**WRITTEN REQUEST:**
Reproduce all entries precisely as they are written.

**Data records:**

====

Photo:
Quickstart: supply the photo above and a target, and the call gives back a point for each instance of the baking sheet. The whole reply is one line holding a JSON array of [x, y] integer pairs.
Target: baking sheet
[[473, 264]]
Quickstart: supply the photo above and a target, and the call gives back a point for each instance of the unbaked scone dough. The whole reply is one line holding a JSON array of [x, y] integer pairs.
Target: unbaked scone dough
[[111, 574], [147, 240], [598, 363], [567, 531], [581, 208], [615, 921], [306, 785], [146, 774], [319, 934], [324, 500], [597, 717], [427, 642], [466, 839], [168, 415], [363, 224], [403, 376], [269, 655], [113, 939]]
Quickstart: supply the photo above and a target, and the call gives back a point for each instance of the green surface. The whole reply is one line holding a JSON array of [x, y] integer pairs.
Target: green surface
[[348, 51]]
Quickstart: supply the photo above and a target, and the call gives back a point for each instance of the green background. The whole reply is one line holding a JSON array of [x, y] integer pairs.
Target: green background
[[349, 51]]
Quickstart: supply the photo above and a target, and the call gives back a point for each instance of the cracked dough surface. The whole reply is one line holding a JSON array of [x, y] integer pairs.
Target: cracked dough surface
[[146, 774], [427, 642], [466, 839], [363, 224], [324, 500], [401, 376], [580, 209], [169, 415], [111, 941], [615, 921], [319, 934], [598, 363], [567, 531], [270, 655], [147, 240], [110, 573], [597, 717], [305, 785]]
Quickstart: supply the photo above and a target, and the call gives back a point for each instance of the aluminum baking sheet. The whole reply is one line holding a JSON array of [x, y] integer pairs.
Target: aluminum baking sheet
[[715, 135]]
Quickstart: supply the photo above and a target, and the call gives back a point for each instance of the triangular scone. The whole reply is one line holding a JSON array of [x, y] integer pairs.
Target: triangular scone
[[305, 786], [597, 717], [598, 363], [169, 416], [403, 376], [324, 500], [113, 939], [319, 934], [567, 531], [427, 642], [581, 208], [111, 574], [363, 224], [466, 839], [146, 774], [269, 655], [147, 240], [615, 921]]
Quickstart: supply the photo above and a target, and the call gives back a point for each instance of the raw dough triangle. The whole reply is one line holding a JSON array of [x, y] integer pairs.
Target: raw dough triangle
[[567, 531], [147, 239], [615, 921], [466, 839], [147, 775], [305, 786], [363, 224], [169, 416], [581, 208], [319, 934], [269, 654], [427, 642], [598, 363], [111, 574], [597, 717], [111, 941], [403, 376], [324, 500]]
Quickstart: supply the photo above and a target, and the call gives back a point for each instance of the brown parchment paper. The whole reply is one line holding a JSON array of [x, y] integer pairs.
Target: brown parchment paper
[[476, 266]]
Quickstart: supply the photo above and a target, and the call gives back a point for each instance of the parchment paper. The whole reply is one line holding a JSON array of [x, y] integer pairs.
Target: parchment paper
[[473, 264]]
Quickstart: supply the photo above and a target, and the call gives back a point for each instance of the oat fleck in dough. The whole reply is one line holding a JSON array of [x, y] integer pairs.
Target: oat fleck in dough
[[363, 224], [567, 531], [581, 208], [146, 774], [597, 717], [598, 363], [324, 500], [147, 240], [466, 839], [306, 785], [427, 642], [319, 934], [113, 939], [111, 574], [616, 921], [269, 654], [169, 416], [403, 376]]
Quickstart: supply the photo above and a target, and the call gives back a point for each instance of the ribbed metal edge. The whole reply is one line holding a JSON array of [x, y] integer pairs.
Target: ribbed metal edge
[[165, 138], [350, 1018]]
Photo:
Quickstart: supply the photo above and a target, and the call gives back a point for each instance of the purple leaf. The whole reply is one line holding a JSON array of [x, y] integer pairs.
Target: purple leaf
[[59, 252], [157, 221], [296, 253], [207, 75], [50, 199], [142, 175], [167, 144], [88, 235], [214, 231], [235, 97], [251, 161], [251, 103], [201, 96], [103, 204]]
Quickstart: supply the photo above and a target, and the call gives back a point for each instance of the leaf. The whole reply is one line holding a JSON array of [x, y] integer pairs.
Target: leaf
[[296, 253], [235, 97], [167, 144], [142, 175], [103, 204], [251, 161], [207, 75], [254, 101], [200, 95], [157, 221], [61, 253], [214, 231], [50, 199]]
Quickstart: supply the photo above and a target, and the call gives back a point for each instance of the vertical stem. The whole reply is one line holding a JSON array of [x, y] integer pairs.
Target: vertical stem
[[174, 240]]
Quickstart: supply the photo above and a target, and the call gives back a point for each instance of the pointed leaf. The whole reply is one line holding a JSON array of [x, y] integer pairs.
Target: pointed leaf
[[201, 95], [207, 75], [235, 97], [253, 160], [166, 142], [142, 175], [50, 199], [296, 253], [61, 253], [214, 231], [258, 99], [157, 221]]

====

**FINAL ANSWER:**
Photo:
Quickstart: supply the photo above and a target, and the call gives back a point for each instance of the baking sheet. The whole reply is one line holding a JSON array of [x, y] integer pairs.
Target: baking sheet
[[473, 264]]
Quickstart: supply the photo above and a target, and the call gives back a point for each instance of the unbaked scone dough. The whole reply is one line holding a JSON array of [x, y] integer pairs.
Target: unbaked scone dough
[[111, 574], [147, 240], [598, 363], [567, 531], [581, 208], [615, 921], [306, 785], [146, 774], [319, 934], [324, 500], [597, 717], [427, 642], [466, 839], [168, 415], [363, 224], [403, 376], [269, 655], [113, 939]]
Quickstart: supply the photo above and a target, and the call gives back a point for each instance of the green surface. The whole reply is one line holding a JSON array of [x, y] integer pairs.
Target: green surface
[[348, 51]]
Quickstart: supply the photo above and a target, and the call gives back a point for each instance of the green background. The whole reply is one line holding a JSON array of [x, y] integer pairs.
Target: green background
[[349, 51]]
Quickstart: supply the photo above and a target, and the call gives back a point for each instance of the cracked dough surface. The whole reply is one line holding a JSON array of [x, y] integer pairs.
Target: cracked dough surface
[[146, 774], [427, 642], [466, 839], [363, 224], [324, 500], [401, 376], [580, 209], [169, 415], [111, 941], [615, 921], [319, 934], [598, 363], [567, 531], [270, 655], [147, 240], [110, 573], [597, 717], [305, 785]]
Quickstart: supply the photo above and a target, and the call gives back a point for each instance of the aluminum baking sheet. The whole reply is one line holding a JSON array of [x, y] integer pairs.
Target: aluminum baking sheet
[[715, 135]]
Quickstart: supply the photo above and a target, and the call gives back a point for each instance of the triangular scone. The whole reply is one line holding a JSON array of [x, y] integer pairs.
Target: triangular scone
[[305, 786], [597, 717], [598, 363], [169, 416], [403, 376], [324, 500], [113, 939], [319, 934], [567, 531], [427, 642], [581, 208], [111, 574], [363, 224], [466, 839], [146, 774], [269, 655], [147, 240], [615, 921]]
Quickstart: supply the photo above and a target, and the call gives back a point for each instance of the raw dough triangle. The whole reply is one line holding a JSON array of [x, y] integer pairs.
Target: raw dough triangle
[[567, 531], [147, 239], [615, 921], [466, 839], [147, 775], [305, 786], [363, 224], [169, 416], [581, 208], [319, 934], [269, 654], [427, 642], [598, 363], [111, 574], [597, 717], [111, 941], [403, 376], [324, 500]]
Quickstart: supply the photo above and a target, and the call gives back a point for each instance of the brown parchment paper. The whole reply is one line holding a JSON array of [x, y] integer pairs.
Target: brown parchment paper
[[476, 266]]
Quickstart: supply the photo above and a target, and the call gives back a point for each instance of the parchment paper. The whole reply is one line holding a JSON array of [x, y] integer pairs.
Target: parchment paper
[[473, 264]]
Quickstart: supply the photo above and a target, and the call gives back a point for each instance of the oat fleck in dough. The whole reply is one line holding a JSON array of [x, y] integer pairs.
Target: oat fleck in dough
[[363, 224], [567, 531], [581, 208], [146, 774], [597, 717], [598, 363], [324, 500], [147, 240], [466, 839], [306, 785], [427, 642], [319, 934], [113, 939], [111, 574], [616, 921], [269, 654], [169, 416], [403, 376]]
Quickstart: supply the photo above and a target, and the call gives back a point for each instance of the ribbed metal edge. The whole reply is one line holding a JSON array of [x, y] integer pairs.
Target: ribbed metal edge
[[165, 138], [350, 1018]]
Photo:
Quickstart: supply the photo above and a target, and the call gives back a point for each instance of the purple leaf. The whole reply is one line holding a JSON array of [x, y] integer pairs.
Target: purple leaf
[[59, 252], [157, 221], [296, 253], [207, 75], [50, 199], [142, 175], [167, 144], [88, 235], [214, 231], [235, 97], [251, 161], [251, 103], [201, 96], [103, 204]]
Quickstart: supply the photo above and a target, and the call gives back a point for each instance of the leaf. The whole reply is one line holding a JSON array of [x, y] integer pairs.
Target: leaf
[[296, 253], [235, 97], [167, 144], [142, 175], [103, 204], [251, 161], [207, 75], [254, 101], [200, 95], [157, 221], [61, 253], [214, 231], [50, 199]]
Quickstart: supply the photo above and a target, and the call gives back a point for each instance of the vertical stem. The whole reply is one line holding a JSON array of [x, y] integer pairs.
Target: vertical stem
[[174, 240]]
Quickstart: supply the photo above and a target, and the call gives back a point for each instance of the pointed leaf. The whole reply is one line holding a JSON array of [x, y] integer pairs.
Target: pointed leaf
[[201, 95], [207, 75], [235, 97], [253, 160], [166, 142], [142, 175], [50, 199], [296, 253], [61, 253], [214, 231], [258, 99], [157, 221]]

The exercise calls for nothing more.